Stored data
======

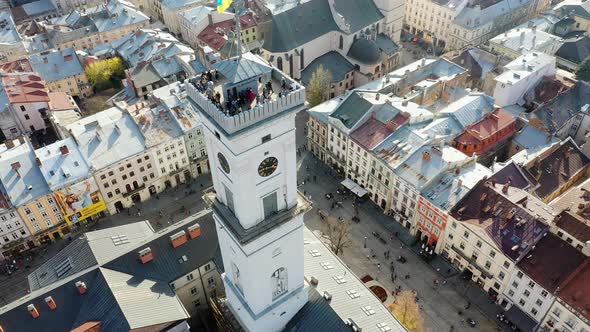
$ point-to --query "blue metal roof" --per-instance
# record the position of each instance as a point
(55, 164)
(57, 65)
(175, 4)
(20, 175)
(107, 137)
(8, 35)
(38, 7)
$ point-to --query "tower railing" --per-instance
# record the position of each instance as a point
(233, 123)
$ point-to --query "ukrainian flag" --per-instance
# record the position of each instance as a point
(222, 5)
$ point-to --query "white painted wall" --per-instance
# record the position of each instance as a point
(522, 289)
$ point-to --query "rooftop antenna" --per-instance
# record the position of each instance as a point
(240, 9)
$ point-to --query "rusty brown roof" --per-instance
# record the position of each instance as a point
(552, 171)
(551, 262)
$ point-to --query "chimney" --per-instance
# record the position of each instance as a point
(51, 303)
(567, 152)
(194, 231)
(15, 166)
(178, 239)
(314, 281)
(64, 150)
(146, 255)
(33, 310)
(81, 286)
(391, 125)
(505, 187)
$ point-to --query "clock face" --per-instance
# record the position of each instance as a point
(223, 163)
(268, 166)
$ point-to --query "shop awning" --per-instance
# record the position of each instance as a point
(354, 187)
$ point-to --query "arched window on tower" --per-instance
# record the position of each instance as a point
(301, 60)
(236, 277)
(279, 283)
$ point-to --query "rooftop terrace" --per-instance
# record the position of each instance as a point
(251, 102)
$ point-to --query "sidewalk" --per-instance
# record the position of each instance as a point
(441, 304)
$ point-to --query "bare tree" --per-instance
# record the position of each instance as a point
(407, 311)
(338, 232)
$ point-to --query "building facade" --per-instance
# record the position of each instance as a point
(264, 281)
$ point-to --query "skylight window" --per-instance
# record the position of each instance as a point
(315, 253)
(368, 310)
(383, 327)
(339, 279)
(119, 239)
(326, 265)
(353, 294)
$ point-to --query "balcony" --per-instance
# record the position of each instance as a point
(244, 235)
(233, 121)
(472, 262)
(134, 191)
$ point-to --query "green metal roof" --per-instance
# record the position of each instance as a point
(331, 61)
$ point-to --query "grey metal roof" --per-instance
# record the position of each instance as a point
(91, 249)
(239, 69)
(352, 109)
(557, 112)
(74, 258)
(316, 315)
(385, 44)
(470, 109)
(73, 309)
(168, 263)
(332, 61)
(144, 302)
(365, 51)
(575, 49)
(301, 24)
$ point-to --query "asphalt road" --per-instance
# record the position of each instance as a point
(440, 304)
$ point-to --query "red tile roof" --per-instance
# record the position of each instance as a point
(551, 262)
(575, 291)
(25, 88)
(486, 127)
(216, 35)
(370, 134)
(574, 225)
(554, 170)
(59, 101)
(17, 66)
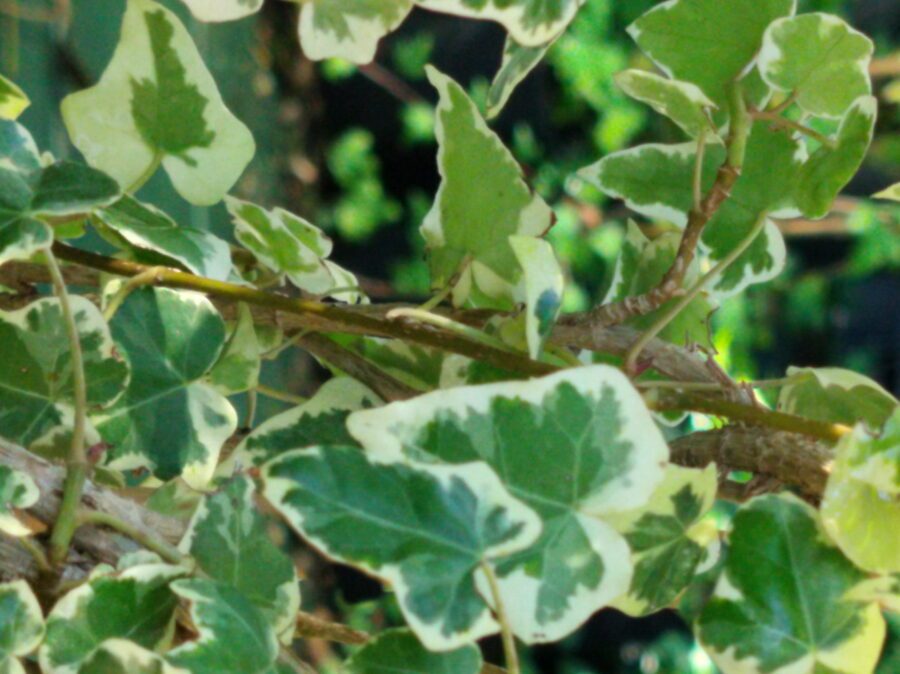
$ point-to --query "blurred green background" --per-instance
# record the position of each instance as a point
(353, 150)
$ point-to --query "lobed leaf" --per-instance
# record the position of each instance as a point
(427, 531)
(157, 102)
(574, 447)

======

## Task prompt
Pictures in the records above should not be copied. Repeat everything else exactly.

## Task output
$ point-to --query "blue metal roof" --per-instance
# record the position of each instance as a point
(55, 164)
(57, 65)
(175, 4)
(20, 175)
(107, 137)
(8, 35)
(38, 7)
$ point-to --query "tower railing" --per-instance
# record the position of each instance as a point
(233, 123)
$ point-to --query "ukrainian flag" --per-instance
# record the position of each instance as a point
(222, 5)
$ point-to --query "white painted wall" --per-instance
# record the position of each instance as a point
(522, 289)
$ point-to --query "rooftop antenna" --per-instance
# record the position of each instance as a point
(240, 9)
$ point-to --query "rusty brown roof" --per-instance
# record the position of each instance as a point
(552, 171)
(551, 262)
$ point-to --query "chimney" --per-instance
# record the position of each instance as a point
(51, 303)
(567, 152)
(194, 231)
(15, 166)
(178, 239)
(314, 281)
(64, 150)
(146, 255)
(33, 310)
(81, 286)
(391, 125)
(505, 187)
$ point-to --query "clock face" --per-instance
# record the position of each instance as a point
(223, 163)
(268, 166)
$ point-to --query "shop awning" --per-instance
# record the position of each instance as a point
(354, 187)
$ point-to --query "arched window on tower" --per-instance
# record the position of each instance as a point
(301, 60)
(236, 277)
(279, 283)
$ point-to --query "rooftop terrace" --per-instance
# record the position of each instance as a point
(251, 102)
$ point-to --query "sidewalk" --per-instance
# record the position of each instance as a point
(441, 304)
$ point-to --query "bare tree" --per-instance
# record the position of each instance as a point
(407, 311)
(338, 232)
$ point-to --query "building facade" --per-instance
# record the position of each instance as a point
(264, 281)
$ point-to --query "skylight window" --per-instance
# record the position of each instance as a point
(315, 253)
(368, 310)
(383, 327)
(339, 279)
(119, 239)
(326, 265)
(353, 294)
$ point-to --query "balcony" --per-instance
# record the position of each instance as a point
(244, 235)
(233, 121)
(472, 262)
(134, 191)
$ point-to --query "green metal roof" --per-instance
# record the position of each instance as a point
(331, 61)
$ point-to --query "grey metal roof" --per-instance
# record the position of each instance as a point
(91, 249)
(239, 69)
(352, 109)
(557, 112)
(74, 258)
(316, 315)
(385, 44)
(470, 109)
(73, 309)
(168, 263)
(332, 61)
(144, 302)
(365, 51)
(575, 49)
(301, 24)
$ point-to --query "asphalt road" --per-instance
# record the position of each instance as a point
(440, 304)
$ point-to --query "red tile roof" --per-instance
# record the position of each instance as a point
(551, 262)
(575, 291)
(25, 88)
(486, 127)
(216, 35)
(370, 134)
(574, 225)
(554, 170)
(59, 101)
(17, 66)
$ point-to --query "blurred green background" --per-instance
# record the position of each instance as a point
(353, 150)
$ point-to --query "lobed leaf" --per-instance
# record the position of each instance as a point
(427, 531)
(157, 102)
(574, 447)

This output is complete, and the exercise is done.